(What to do)
Return every record exactly as written.

+--

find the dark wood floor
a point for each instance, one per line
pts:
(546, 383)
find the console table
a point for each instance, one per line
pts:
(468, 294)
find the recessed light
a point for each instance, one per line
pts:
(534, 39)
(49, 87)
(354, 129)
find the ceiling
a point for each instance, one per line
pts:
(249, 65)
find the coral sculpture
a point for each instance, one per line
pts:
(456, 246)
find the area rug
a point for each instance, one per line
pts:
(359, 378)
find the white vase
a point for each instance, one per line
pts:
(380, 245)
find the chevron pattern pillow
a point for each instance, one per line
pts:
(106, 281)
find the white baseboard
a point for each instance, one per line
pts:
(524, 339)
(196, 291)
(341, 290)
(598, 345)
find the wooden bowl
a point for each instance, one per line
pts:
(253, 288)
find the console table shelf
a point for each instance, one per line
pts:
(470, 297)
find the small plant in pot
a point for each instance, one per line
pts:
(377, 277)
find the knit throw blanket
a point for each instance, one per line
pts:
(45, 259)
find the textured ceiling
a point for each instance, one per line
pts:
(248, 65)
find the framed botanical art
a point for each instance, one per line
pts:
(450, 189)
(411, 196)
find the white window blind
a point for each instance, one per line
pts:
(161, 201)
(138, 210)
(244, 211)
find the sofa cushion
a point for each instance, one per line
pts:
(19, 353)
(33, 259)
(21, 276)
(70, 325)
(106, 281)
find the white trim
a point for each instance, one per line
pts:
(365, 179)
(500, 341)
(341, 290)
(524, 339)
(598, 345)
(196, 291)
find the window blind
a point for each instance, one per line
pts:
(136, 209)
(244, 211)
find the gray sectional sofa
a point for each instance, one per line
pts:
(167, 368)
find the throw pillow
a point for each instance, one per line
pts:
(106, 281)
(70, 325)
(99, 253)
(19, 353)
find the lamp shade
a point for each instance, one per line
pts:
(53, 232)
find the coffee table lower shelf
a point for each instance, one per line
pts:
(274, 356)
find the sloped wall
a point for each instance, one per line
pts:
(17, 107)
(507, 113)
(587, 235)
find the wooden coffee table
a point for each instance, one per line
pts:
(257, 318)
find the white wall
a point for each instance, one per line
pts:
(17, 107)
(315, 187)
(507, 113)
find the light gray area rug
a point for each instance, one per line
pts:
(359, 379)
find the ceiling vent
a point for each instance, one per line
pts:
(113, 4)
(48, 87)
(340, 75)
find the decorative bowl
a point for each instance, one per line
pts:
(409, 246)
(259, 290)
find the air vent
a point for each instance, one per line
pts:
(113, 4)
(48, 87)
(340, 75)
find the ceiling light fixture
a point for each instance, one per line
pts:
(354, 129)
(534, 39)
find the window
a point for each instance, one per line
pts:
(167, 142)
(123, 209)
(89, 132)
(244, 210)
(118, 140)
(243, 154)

+--

(Task solution)
find the dark wood floor
a point for each instance, one per line
pts:
(546, 383)
find the console table
a point for each instance, one per line
pts:
(468, 294)
find the recessed light
a point for each instance, one per line
pts:
(534, 39)
(49, 87)
(354, 129)
find the ceiling
a point for each instance, one per line
pts:
(249, 65)
find the coral sculpture
a point for each instance, one per line
pts:
(456, 246)
find the area rug
a point for each instance, one per line
pts:
(359, 378)
find the white vase
a point for each instance, one per line
pts:
(380, 245)
find the chevron pattern pillow
a point for each instance, one per line
pts:
(106, 281)
find the white baseboard
a point for each instance, one per line
pts:
(524, 339)
(196, 291)
(341, 290)
(598, 345)
find the wooden bowl
a point for each instance, one per line
pts:
(253, 288)
find the console table shelf
a point for each instance, one per line
pts:
(470, 297)
find the small plant in pot
a point for each instance, one per line
pts:
(377, 277)
find the knit throw blanket
a point for each instance, one per line
pts:
(45, 259)
find the textured ceiling
a point for each instance, one per line
pts:
(248, 65)
find the framed botanical art
a point for each instance, one per line
pts:
(450, 189)
(411, 196)
find the white window blind
a point for each instance, one per line
pts:
(161, 201)
(138, 210)
(244, 211)
find the sofa cushion
a point for each instance, one per line
pts:
(19, 353)
(33, 259)
(21, 276)
(70, 325)
(106, 281)
find the white trim
a point for each instance, one per line
pts:
(365, 179)
(500, 341)
(341, 290)
(524, 339)
(598, 345)
(196, 291)
find the window blind
a point for each instance, one per line
pts:
(136, 209)
(244, 211)
find the gray sectional sofa
a point for each instance, one per line
pts:
(167, 368)
find the throw pillow
a point for each instance, one per line
pts:
(106, 281)
(70, 325)
(99, 253)
(19, 353)
find the lamp shade
a point for each instance, one per line
pts:
(53, 232)
find the coffee table lower shelf
a point for each instance, one per line
pts:
(274, 356)
find the sloped wall
a point for each instance, one per line
pts:
(17, 107)
(507, 113)
(587, 235)
find the wooden coffee table
a point for each instance, one per line
pts:
(257, 318)
find the white wall
a point for each instance, one per line
pts:
(17, 107)
(315, 187)
(507, 113)
find the light gray area rug
a point for each instance, one per line
pts:
(359, 379)
find the ceiling vent
a point for each instance, one per line
pts:
(113, 4)
(48, 87)
(340, 75)
find the decorative bowl
a point for each instance, one per line
pts:
(409, 246)
(259, 290)
find the air vent
a point for each instance, one per line
pts:
(113, 4)
(48, 87)
(340, 75)
find the ceiling light fixture
a point for each instance, one per line
pts:
(354, 129)
(534, 39)
find the window
a point for each instance, one per line
pts:
(167, 142)
(123, 209)
(89, 132)
(244, 210)
(118, 140)
(243, 154)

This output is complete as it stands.